▸ What is expected:
Write the next part of the passage on the sanja takusen scroll and religion in Meiji Japan, starting after its final sentence.

▸ Supplied text:
***

The sanja takusen is shown in retailers' scroll
catalogues alongside scrolls of Amaterasu alone, or
of Amaterasu and Toyouke, the deities respectively
of the inner and outer shrines of Ise. (40) Neither
the post-Meiji nor the standard version of the
scroll is currently available at the Kasuga Taisha
in Nara or at the Iwashimizu Hachimangu in Kyoto,
the two shrines featured in the sanja takusen along
with Ise.
Conclusions
The extent of the differences between the pre- and
post-Meiji versions of the `same' scroll raises a
number of questions about the development of
Japanese religion, in particular the relationship
between `Buddhism' and `shinto' before and after
1868, the first year of the Meiji government. In
recent years a good deal has been written about the
transformation in Japanese religiosity which took
place around the time of the Meiji Restoration. (41)
Studies of individual shrines and temples have
revealed radical discontinuities, mostly dating from
the time of shinbutsu bunri or shinbutsu hanzen, the
`separation of kami and Buddhas' carried out by
government decree as one of the first acts of the
new Meiji regime. (42) This `separation' was
designed above all to undermine the powerful
position previously enjoyed by Buddhist institutions
under the Tokugawa shogunate. It took the form of
attacks on Buddhist temples, the desecration of
traditional Buddhist iconography and the violent
destruction of any Buddhist artefacts found in
shrines. Government support of Buddhism was
withdrawn and thousands of Buddhist clergy left the
priesthood or reverted to the role of shrine priest,
in shrines newly `cleansed' of Buddhist influences.
(43)
p.137
In the following decades a new state-sponsored form
of Shinto developed out of the `taikyo senpu undo'
or `Great Promulgation' campaign of 1870-1884. (44)

***

▸ Listing:

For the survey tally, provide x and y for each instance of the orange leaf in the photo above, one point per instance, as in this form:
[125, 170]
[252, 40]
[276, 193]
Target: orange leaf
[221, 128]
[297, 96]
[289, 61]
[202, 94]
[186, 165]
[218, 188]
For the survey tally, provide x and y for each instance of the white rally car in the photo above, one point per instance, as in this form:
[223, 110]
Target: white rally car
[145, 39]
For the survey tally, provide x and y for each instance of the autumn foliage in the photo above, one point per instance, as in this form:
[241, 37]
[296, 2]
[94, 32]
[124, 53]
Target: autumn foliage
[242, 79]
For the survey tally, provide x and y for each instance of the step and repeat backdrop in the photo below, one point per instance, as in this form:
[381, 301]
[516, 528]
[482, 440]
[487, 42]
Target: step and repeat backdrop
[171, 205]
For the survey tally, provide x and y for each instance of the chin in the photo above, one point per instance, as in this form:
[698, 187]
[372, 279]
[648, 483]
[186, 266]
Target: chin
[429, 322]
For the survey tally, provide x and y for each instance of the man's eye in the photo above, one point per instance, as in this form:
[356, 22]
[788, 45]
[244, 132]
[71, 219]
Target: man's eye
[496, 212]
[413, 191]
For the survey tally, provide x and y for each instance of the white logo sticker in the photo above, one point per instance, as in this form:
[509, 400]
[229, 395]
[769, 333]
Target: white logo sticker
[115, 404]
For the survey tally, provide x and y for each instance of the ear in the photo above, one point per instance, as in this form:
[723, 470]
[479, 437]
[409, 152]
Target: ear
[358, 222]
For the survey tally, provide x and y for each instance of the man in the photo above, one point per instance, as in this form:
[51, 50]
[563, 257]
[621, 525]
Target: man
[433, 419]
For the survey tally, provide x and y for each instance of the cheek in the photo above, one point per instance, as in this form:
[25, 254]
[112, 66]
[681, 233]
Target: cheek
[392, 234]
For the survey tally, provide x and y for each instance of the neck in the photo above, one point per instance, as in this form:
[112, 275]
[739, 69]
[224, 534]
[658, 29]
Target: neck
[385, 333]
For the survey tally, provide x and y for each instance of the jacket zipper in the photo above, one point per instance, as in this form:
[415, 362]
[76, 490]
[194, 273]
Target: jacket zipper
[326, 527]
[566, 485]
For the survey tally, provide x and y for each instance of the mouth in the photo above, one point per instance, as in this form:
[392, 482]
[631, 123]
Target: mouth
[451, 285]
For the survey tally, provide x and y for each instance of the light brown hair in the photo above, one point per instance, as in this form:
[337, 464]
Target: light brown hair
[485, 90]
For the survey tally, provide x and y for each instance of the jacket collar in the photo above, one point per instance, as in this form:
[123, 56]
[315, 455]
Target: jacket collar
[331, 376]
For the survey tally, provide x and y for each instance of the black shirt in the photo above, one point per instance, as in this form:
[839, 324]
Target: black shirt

***

▸ Result for this exercise:
The new Shinto took as its focus the figure of the
divine emperor Meiji, and it extolled Confucian
virtues of loyalty and respect for superiors. In the
first half of the twentieth century these new Shinto
teachings developed into the official and ostensibly
`non-religious' nation- building, imperialist
ideological structure known restrospectively as
state Shinto. After 1945, government support and
sponsorship of Shinto was removed, but the
post-Meiji understanding of Shinto as a national
religion focusing on the Ise shrine where the sun-
goddess Amaterasu, the emperor's ancestor, is
enshrined, largely remains. Shinto today is often
portrayed as an ancient pre-Buddhist Japanese
tradition. In fact, the origins of modern Shinto lie
largely in the 19th century. The `separation of kami
and Buddhas' in 1868 marked a radical break with a
Japanese religious past in which `shinto', insofar
as it existed at all, was understood to be part of
Buddhism.
The degree of discontinuity that exists between pre-
and post-Meiji Japanese religion calls into question
the very categories of `Buddhism' and 'shinto used
by modern writers and scholars. Such conceptual
categories, it can be argued, themselves developed
in the late 19th and early 20th centuries as part of
the modernisation process in Japan. The separation
of kami and Buddhas required that the Buddhist past
of both the emperor and the shrines be forgotten.
Since the late 19th century Buddhists and Shintoists
in Japan have found that it serves their own
interests to emphasise their institutional
independence from each other, despite the fact that
Shinto shrines and Buddhist temples are, as ever,
attended by the same worshippers. Modern Western
scholars and students of Buddhism, too, have been
willing to `orientalise' Buddhism, regarding it as
somehow untouched by its social and religious
context. This tendency often manifests in a
scholarly focus on the study of canonical texts
rather than on Buddhism in practice.(45)
In turn, the term `shinto' has acquired an
undeserved aura of concreteness and solidity among
foreign observers, one which it does not enjoy in
Japan. Shinto has become Buddhism `other',
especially among outside observers of Japanese
religion; whatever Buddhism is, Shinto is not.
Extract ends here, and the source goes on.